NEW YORK (Reuters) - Citigroup Inc's C.N CitiFinancial unit will shut 330 of its U.S. branches and cut between 500 and 600 jobs, in an effort to cut costs at the business and make it more attractive to potential buyers.
Citigroup said on Tuesday that it would shut about 18 percent of CitiFinancial’s 1,833 U.S. branches and stop making loans at another 182 branches.
The decision to close or stop making loans at the various branches depends on consumer demand and regional economies, Mary McDowell, the Baltimore, Maryland unit’s chief executive officer, said in an interview on Tuesday.
“A lot of potential buyers like to see a business that has future growth potential; and as the economy has changed over the last couple of years, we are not lending as much as we were,” she said. “If you spread the customers over all the branches that we had, while you can grow the business, it’s very hard to grow the individual branch.”

........

EXERCISE INSTRUCTIONS
Can you write out, word for word, the passage of the CitiFinancial article between "Citigroup said on" and "interview on Tuesday.", inclusive?

Segmentation mask data:

........

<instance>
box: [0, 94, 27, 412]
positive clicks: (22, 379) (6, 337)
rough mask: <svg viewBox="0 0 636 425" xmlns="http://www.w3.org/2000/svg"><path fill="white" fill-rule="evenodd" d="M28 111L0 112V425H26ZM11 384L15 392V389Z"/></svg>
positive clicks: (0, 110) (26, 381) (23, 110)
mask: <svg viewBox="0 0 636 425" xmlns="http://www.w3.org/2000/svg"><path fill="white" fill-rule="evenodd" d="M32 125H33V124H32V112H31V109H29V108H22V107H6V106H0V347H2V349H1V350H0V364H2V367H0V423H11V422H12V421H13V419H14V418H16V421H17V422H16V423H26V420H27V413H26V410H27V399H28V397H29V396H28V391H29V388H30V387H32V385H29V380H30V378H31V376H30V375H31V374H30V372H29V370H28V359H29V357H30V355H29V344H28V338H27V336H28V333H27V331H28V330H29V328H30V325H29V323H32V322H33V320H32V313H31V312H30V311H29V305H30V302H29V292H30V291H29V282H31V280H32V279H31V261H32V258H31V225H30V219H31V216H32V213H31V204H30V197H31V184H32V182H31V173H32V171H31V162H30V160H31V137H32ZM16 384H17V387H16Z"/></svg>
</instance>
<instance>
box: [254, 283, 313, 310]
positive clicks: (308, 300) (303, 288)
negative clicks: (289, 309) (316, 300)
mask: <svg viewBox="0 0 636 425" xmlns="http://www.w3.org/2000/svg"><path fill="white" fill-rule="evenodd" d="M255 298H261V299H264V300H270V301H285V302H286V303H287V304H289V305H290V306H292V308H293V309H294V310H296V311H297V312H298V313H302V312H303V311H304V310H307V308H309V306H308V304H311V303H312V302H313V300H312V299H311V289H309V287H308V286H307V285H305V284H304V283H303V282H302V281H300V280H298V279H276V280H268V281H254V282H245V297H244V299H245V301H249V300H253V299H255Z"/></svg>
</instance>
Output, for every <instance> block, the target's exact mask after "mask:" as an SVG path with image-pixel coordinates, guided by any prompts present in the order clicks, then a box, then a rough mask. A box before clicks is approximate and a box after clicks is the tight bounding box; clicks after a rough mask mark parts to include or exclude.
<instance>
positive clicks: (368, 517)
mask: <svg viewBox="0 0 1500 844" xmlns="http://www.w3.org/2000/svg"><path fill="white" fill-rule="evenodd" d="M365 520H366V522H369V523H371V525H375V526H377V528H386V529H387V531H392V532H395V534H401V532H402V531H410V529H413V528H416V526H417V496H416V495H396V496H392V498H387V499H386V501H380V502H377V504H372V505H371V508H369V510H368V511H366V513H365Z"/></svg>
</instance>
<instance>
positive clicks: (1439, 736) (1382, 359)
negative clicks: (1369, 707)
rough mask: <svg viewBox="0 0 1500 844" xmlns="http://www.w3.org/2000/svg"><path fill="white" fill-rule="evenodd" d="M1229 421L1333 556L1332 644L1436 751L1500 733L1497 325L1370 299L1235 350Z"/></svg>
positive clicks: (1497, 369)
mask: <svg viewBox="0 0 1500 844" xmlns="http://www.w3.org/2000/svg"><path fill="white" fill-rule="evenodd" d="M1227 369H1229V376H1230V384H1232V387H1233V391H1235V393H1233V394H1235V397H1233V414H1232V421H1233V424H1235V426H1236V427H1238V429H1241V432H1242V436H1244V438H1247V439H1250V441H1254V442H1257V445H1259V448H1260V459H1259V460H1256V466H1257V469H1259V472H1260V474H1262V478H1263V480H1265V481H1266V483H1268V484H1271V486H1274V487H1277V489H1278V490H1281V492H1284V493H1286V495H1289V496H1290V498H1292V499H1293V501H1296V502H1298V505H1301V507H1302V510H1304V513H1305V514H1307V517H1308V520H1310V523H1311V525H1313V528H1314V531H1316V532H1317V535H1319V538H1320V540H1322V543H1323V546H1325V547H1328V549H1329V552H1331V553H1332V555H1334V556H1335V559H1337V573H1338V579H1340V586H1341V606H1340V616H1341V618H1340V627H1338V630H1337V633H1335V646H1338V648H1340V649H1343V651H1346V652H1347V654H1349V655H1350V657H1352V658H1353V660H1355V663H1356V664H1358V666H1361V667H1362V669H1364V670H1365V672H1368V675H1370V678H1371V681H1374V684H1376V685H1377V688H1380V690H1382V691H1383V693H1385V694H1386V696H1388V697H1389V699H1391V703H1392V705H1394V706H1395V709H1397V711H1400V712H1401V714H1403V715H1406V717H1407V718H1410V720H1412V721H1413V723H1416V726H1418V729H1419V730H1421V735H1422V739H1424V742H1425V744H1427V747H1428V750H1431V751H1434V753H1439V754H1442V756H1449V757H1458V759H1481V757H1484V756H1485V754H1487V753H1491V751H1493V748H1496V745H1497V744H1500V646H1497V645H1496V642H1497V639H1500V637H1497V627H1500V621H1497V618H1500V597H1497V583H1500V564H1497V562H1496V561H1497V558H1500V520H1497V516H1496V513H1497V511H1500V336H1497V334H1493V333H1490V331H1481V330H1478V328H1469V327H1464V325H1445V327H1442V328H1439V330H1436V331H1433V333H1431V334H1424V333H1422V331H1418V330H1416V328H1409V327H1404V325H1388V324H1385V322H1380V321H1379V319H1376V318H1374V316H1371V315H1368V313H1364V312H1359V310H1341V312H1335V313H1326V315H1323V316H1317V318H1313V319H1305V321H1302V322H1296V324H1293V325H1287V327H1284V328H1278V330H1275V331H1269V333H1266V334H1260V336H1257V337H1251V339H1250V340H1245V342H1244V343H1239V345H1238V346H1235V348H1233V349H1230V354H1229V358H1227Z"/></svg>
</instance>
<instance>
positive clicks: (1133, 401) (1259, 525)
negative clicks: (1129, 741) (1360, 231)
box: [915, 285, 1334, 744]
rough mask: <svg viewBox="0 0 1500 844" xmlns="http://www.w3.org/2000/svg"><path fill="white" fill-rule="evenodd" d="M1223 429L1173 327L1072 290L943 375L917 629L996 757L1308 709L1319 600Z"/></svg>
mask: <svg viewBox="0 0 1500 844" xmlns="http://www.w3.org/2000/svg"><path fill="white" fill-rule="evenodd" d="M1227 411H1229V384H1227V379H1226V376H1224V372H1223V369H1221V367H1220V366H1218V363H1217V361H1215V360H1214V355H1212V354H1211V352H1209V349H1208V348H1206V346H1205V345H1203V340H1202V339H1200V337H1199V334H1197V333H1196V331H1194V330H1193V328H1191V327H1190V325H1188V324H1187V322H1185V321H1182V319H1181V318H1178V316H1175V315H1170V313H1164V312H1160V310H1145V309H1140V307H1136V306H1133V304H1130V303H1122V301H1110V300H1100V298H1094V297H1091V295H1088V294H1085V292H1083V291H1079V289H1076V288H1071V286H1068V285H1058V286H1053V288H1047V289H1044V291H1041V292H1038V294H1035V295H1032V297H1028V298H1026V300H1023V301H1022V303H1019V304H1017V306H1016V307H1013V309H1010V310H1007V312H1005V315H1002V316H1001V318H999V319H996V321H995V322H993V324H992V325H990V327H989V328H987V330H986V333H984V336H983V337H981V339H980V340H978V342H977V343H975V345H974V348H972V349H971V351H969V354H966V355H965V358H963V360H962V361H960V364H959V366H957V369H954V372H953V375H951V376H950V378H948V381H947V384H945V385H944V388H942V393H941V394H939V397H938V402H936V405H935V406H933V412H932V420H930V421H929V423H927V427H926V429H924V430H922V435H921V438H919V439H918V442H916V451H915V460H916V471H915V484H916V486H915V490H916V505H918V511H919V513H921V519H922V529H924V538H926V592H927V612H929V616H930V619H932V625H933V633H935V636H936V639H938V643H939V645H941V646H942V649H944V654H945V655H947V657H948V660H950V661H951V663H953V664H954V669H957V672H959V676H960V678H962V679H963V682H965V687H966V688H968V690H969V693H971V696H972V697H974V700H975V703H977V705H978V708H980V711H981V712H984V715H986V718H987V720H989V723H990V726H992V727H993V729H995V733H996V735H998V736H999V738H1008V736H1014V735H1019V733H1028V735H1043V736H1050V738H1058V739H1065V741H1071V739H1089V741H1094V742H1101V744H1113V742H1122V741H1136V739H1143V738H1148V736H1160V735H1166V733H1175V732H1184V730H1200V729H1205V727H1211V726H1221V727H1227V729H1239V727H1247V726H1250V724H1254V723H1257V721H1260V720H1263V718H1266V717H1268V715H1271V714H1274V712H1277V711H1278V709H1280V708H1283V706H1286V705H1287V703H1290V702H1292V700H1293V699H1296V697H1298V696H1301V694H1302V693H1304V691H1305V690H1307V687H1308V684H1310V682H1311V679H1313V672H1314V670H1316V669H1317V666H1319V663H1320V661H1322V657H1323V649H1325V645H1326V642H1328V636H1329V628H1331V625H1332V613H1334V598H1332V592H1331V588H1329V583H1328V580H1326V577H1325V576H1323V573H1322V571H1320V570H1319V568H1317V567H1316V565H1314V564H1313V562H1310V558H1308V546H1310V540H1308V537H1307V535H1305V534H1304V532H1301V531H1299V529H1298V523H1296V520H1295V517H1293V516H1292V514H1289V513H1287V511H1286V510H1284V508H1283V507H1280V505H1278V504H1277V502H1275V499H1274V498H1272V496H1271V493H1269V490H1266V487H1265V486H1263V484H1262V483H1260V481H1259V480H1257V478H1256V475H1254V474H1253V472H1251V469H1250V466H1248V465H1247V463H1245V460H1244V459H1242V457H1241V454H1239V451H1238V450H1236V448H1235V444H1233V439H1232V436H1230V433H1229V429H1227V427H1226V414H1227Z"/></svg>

........

TASK SOLUTION
Citigroup said on Tuesday that it would shut about 18 percent of CitiFinancial’s 1,833 U.S. branches and stop making loans at another 182 branches.
The decision to close or stop making loans at the various branches depends on consumer demand and regional economies, Mary McDowell, the Baltimore, Maryland unit’s chief executive officer, said in an interview on Tuesday.